SELECTED EXTRACT:
2016-07-07

Hessian Computation using TensorFlow

Compute Hessian using TensorFlow

Reference:

TensorFlow implementation of K-means algorithm: https://codesachin.wordpress.com/2015/11/14/k-means-clustering-with-tensorflow/
Calculating Hessian in Theano (application for Newton’s method): https://groups.google.com/forum/#!topic/theano-users/2c15kq68lp8

TensorFlow has a function called tf.gradients() that computes gradient. In the past, I’ve tried to compute Hessian of an neural network objective function in Torch7 using torch-autograd but it was somewhat cumbersome; there wasn’t an easy way to store/reshape parameters because Lua uses table for everything. Today, I’d like to do the same thing in TensorFlow. It should be much easier than in Torch7 due to the symbolic differentiation.

Example 1 : Quadratic function

We are going to use $f(x) = \frac{1}{2} x^T A x + b^T x + c$ as our first example to compute Hessian. When A is a symmetric matrix, the hessian of $f$ should be equal to $A$.

For simplicity, let us start with:
$$A = \left[ \begin{array}{rrr} 2 & 2 & 2 \\ 2 & 2 & 2 \\ 2 & 2 & 2 \end{array} \right] \quad b = \left[ \begin{array}{rrr} 3 \\ 3 \\ 3 \end{array} \right] \quad c = 1$$

The code below calculates the hessian for f(x).

import tensorflow as tf
import matplotlib as plt
import numpy as np
import math

def getHessian(dim):
    # Each time getHessian is called, we create a new graph so that the default graph (which exists a priori) won't be filled with old ops.
    g = tf.Graph()
    with g.as_default():
        # First create placeholders for inputs: A, b, and c.
        A = tf.placeholder(tf.float32, shape=[dim, dim])
        b = tf.placeholder(tf.float32, shape=[dim, 1])
        c = tf.placeholder(tf.float32, shape=[1])

DATASET SECTION:
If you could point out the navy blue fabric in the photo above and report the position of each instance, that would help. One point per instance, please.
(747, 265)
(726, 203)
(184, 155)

DIRECTIVE A:
In the Hessian computation post, duplicate the lines between "import tensorflow as" and "tf.placeholder(tf.float32, shape=[dim, 1])", inclusive.
DIRECTIVE B:
Condense the paragraph of the Hessian computation post that begins "TensorFlow has a function called tf.gradients()" into fewer words, keeping its main facts.
DIRECTIVE C:
Carry the post on computing the Hessian in TensorFlow forward from the point where it stops.

EXERCISE OUTPUT A:
import tensorflow as tf
import matplotlib as plt
import numpy as np
import math

def getHessian(dim):
    # Each time getHessian is called, we create a new graph so that the default graph (which exists a priori) won't be filled with old ops.
    g = tf.Graph()
    with g.as_default():
        # First create placeholders for inputs: A, b, and c.
        A = tf.placeholder(tf.float32, shape=[dim, dim])
        b = tf.placeholder(tf.float32, shape=[dim, 1])

EXERCISE OUTPUT B:
TensorFlow's tf.gradients() computes gradients. The writer had earlier tried computing the Hessian of a neural network objective function in Torch7 with torch-autograd, but found it cumbersome, since Lua uses tables for everything and there was no easy way to store or reshape parameters. Now the same task is tried in TensorFlow, which should be much easier because of symbolic differentiation.

EXERCISE OUTPUT C:
        # Define our variable
        x = tf.Variable(np.float32(np.repeat(1,dim).reshape(dim,1)))
        # Construct the computational graph for quadratic function: f(x) = 1/2 * x^t A x + b^t x + c
        fx = 0.5 * tf.matmul(tf.matmul(tf.transpose(x), A), x) + tf.matmul(tf.transpose(b), x) + c
        
        # Get gradients of fx with repect to x
        dfx = tf.gradients(fx, x)[0]
        # Compute hessian
        for i in range(dim):
            # Take the i th value of the gradient vector dfx 
            # tf.slice: https://www.tensorflow.org/versions/0.6.0/api_docs/python/array_ops.html#slice
            dfx_i = tf.slice(dfx, begin=[i,0] , size=[1,1])
            # Feed it to tf.gradients to compute the second derivative. 
            # Since x is a vector and dfx_i is a scalar, this will return a vector : [d(dfx_i) / dx_i , ... , d(dfx_n) / dx_n]
            ddfx_i = tf.gradients(dfx_i, x)[0] # whenever we use tf.gradients, make sure you get the actual tensors by putting [0] at the end
            if i == 0: hess = ddfx_i
            else: hess = tf.concat(1, [hess, ddfx_i]) 
            ## Instead of doing this, you can just append each element to a list, and then do tf.pack(list_object) to get the hessian matrix too.
            ## I'll use this alternative in the second example.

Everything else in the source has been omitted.